> WHAT YOU SHOULD DO: Find each line in the rows below that contains the word "positive" and copy those lines out.

- - -

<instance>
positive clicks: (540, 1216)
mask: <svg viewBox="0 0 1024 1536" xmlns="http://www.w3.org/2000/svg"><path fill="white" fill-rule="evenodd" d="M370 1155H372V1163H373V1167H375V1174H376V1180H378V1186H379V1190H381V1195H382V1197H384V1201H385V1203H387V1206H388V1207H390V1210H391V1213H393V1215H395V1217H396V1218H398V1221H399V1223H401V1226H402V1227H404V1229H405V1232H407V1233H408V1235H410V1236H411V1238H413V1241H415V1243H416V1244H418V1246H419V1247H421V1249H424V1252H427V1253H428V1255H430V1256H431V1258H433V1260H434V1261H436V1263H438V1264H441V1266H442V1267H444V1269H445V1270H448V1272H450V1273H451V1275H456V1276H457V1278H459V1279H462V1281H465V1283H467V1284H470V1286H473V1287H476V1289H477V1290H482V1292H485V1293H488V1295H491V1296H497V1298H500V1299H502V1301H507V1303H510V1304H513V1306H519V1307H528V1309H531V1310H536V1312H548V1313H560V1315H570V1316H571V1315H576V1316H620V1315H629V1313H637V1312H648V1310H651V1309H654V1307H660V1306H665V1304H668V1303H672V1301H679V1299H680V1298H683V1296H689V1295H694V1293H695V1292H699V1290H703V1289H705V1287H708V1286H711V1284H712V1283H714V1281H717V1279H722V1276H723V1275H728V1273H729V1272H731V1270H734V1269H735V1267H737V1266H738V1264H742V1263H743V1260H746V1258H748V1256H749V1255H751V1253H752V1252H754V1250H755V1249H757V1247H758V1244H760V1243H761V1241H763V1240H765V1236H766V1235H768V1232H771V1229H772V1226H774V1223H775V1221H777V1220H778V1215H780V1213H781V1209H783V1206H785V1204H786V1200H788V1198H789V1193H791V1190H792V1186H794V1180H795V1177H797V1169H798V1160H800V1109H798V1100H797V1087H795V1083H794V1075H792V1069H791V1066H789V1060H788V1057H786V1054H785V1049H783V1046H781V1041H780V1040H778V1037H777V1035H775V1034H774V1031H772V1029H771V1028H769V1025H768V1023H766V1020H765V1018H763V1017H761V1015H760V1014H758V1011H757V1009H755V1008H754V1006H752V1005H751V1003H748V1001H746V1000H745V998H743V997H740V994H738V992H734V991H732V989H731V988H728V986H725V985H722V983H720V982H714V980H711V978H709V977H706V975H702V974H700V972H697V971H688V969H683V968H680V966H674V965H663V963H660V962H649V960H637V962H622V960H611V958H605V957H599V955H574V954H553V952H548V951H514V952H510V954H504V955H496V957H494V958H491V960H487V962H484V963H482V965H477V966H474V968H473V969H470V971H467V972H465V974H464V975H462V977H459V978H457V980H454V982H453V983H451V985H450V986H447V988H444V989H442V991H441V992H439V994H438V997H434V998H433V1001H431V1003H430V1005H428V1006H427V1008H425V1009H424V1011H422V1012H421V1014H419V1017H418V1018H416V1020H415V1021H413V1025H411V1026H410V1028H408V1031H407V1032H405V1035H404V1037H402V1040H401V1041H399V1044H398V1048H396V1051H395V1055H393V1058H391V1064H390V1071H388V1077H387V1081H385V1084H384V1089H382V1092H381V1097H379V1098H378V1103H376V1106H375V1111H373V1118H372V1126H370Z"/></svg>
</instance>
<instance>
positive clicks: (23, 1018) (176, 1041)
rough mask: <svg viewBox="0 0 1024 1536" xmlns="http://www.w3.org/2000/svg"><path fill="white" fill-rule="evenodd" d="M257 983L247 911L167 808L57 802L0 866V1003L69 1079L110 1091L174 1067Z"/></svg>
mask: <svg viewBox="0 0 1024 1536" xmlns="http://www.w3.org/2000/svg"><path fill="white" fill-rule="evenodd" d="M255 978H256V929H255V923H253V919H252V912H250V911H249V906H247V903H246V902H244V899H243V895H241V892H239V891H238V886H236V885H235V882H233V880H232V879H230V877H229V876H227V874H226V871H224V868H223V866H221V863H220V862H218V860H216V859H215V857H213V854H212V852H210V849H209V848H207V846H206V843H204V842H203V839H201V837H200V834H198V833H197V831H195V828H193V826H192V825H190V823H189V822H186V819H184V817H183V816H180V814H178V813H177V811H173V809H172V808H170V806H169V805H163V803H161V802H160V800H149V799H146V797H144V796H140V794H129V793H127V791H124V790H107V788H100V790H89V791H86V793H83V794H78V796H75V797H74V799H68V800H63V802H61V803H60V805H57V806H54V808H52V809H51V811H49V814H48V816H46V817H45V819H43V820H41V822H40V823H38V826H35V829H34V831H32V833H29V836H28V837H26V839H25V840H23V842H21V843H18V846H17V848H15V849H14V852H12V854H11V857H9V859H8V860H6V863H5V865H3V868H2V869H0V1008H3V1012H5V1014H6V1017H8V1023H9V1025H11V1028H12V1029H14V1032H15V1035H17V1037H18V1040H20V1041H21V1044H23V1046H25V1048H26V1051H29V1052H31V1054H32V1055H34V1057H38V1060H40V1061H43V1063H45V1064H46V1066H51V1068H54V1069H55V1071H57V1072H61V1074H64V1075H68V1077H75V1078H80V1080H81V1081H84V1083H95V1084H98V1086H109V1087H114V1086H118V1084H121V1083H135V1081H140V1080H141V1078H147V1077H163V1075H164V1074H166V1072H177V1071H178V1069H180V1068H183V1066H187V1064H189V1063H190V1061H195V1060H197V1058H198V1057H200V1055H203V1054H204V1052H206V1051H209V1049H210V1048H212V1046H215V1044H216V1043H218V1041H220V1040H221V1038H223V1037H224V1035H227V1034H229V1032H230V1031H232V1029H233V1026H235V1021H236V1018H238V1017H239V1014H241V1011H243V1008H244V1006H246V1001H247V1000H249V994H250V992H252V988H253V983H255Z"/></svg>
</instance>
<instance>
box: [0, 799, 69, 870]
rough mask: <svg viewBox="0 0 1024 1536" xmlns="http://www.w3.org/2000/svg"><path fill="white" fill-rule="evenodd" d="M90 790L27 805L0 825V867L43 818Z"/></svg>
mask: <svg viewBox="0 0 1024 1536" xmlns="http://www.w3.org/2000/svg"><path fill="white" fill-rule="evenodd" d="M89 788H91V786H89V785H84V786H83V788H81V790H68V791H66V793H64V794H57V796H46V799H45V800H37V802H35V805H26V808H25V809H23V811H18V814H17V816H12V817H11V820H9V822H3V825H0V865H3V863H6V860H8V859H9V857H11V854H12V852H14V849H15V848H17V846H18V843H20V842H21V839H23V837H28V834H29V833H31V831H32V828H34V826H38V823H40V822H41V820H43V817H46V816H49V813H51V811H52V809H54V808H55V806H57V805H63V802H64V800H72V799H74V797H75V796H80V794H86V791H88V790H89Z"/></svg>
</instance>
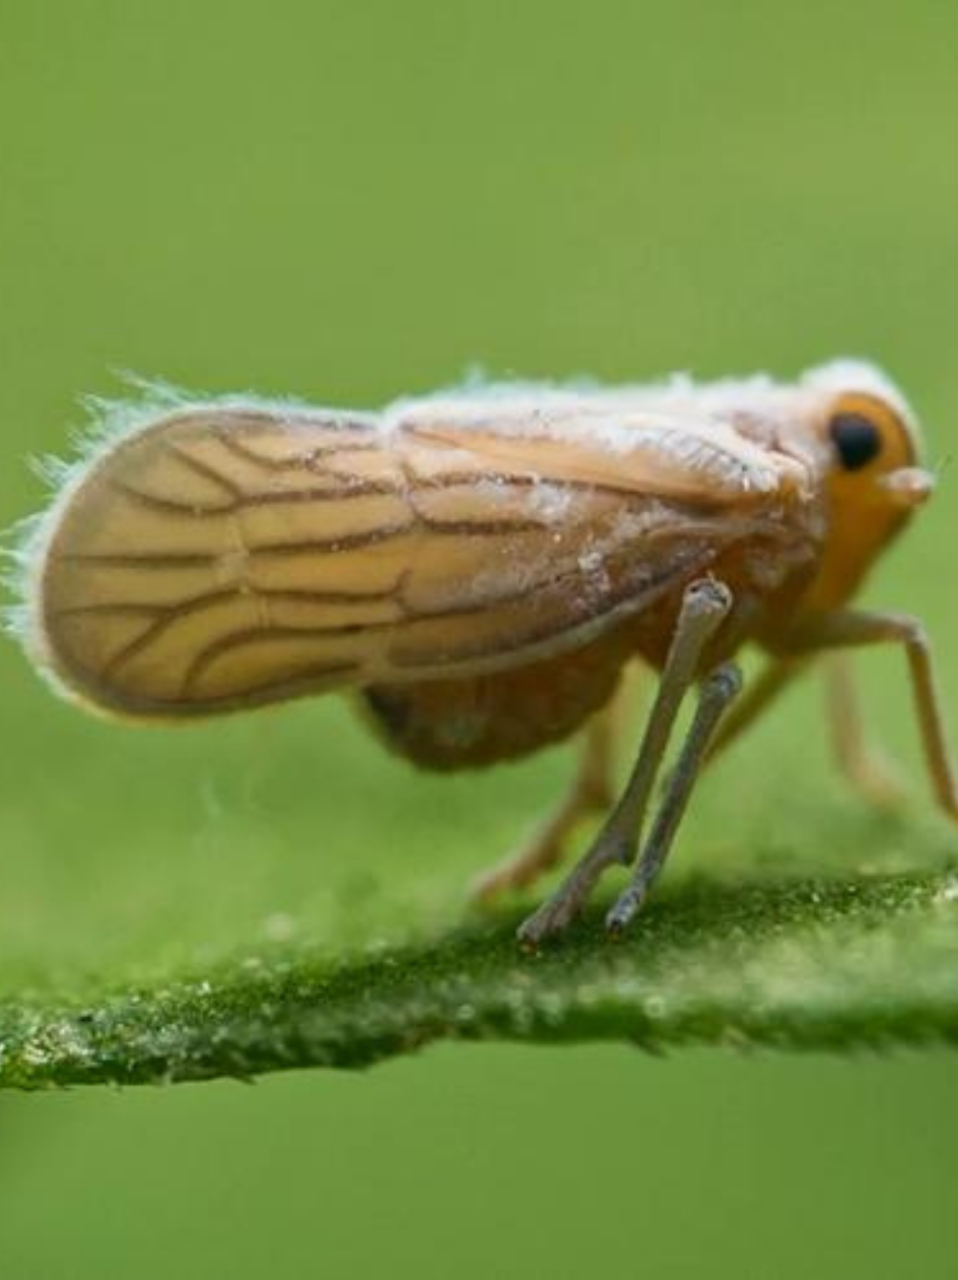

- - -

> TASK RESPONSE:
positive clicks: (540, 1216)
positive clicks: (23, 1018) (176, 1041)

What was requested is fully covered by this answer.